:: Text excerpt

450 exam 1

Question 1

reasons for studying this course

Answer 1

1. increased ability to express ideas
2. improved bg for choosing appropriate languages
3. increased ability to learn new languages
4. better understanding of significance of implementation
5. better use of languages that are already known
6. overall advancement of computing

Question 2

four properties of programming languages

Answer 2

syntax, names, types, semantics

Question 3

syntax

Answer 3

a precise description of a language’s grammatically correct programs

Question 4

names

Answer 4

various kinds of entities in a program have names (e.g., variables, functions, parameters, classes, objects, etc.)

Question 5

type

Answer 5

a collection of values and a collection of operations on those values

Question 6

semantics

Answer 6

the meaning of a program

Question 7

major programming domains

Answer 7

scientific, business, systems programming, AI, web software

Question 8

language evaluation criteria (main)

::::

### Stated goal A
In the exam notes, what four properties of programming languages are given?

:: Extracted data

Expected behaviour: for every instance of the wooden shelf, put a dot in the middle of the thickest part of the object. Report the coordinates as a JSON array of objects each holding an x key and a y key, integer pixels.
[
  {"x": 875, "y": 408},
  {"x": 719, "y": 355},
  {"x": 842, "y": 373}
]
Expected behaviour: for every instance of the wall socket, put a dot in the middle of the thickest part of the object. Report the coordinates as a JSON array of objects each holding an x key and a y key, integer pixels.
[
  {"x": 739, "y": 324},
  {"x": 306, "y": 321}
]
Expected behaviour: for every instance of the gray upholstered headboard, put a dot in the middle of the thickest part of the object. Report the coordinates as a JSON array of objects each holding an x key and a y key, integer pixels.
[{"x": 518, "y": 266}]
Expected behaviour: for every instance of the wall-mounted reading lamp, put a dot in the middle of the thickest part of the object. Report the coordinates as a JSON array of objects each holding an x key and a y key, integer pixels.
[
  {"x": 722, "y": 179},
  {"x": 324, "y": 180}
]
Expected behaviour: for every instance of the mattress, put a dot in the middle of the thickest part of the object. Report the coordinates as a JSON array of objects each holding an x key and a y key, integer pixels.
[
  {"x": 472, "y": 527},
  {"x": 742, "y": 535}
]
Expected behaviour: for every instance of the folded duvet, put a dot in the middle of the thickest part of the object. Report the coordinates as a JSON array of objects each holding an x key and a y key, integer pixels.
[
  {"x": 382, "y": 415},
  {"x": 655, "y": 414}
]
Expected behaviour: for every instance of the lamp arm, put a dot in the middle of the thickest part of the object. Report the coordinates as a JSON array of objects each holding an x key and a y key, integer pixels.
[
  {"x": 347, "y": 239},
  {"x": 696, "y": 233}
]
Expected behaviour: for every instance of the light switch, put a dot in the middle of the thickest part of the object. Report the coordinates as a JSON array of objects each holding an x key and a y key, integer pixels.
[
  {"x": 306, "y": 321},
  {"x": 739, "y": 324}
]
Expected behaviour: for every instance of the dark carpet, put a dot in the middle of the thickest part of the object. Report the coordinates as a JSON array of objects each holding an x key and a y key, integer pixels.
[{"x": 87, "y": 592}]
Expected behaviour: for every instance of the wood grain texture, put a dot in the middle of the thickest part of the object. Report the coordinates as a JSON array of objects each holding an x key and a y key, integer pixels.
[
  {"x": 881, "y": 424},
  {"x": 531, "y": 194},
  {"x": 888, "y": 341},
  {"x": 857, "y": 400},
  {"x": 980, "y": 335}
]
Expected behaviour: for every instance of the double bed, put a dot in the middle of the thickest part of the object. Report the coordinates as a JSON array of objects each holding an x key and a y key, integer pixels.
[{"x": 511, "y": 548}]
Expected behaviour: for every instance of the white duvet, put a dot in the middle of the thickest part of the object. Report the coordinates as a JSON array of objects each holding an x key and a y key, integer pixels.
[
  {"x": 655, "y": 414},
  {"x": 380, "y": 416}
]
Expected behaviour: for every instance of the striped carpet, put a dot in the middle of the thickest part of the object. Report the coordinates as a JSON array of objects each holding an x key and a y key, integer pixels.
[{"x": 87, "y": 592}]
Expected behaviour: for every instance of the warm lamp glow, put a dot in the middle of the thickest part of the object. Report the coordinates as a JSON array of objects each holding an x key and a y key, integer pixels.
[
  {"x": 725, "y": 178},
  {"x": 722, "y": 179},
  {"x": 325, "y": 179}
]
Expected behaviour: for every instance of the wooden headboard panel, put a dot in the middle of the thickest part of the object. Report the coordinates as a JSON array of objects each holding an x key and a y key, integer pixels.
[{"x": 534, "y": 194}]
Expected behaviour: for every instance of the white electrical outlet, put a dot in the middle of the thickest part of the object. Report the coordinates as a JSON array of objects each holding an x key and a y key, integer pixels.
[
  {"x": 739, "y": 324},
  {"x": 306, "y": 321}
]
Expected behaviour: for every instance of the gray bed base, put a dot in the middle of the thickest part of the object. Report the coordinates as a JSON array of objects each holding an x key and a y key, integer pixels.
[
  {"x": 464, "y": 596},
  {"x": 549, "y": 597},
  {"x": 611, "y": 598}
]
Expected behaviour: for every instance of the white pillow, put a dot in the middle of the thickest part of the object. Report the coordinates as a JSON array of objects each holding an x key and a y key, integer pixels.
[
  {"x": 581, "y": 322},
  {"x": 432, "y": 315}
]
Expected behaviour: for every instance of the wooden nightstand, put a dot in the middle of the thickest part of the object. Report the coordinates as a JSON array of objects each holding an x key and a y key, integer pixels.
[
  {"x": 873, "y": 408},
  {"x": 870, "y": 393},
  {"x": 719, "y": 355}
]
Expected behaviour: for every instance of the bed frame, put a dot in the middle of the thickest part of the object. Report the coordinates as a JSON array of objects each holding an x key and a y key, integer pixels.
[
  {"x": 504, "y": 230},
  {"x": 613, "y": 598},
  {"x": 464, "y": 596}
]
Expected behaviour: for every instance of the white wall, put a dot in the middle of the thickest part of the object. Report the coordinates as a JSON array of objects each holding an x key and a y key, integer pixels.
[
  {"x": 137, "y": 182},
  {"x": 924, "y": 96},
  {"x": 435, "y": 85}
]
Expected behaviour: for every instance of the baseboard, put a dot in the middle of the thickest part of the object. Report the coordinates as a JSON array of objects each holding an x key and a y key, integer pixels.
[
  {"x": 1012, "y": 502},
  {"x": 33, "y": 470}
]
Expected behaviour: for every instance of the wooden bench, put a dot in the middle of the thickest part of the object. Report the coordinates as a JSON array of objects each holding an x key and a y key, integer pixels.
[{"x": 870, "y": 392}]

::::

### Stated goal B
Show every line of the listing that contains the word "texture".

### Written solution A
Syntax, names, types, and semantics.

### Written solution B
Expected behaviour: for every instance of the wood grain texture, put a dot in the middle of the thickest part of the object. Report the coordinates as a JSON array of objects each holding an x key and a y key, integer pixels.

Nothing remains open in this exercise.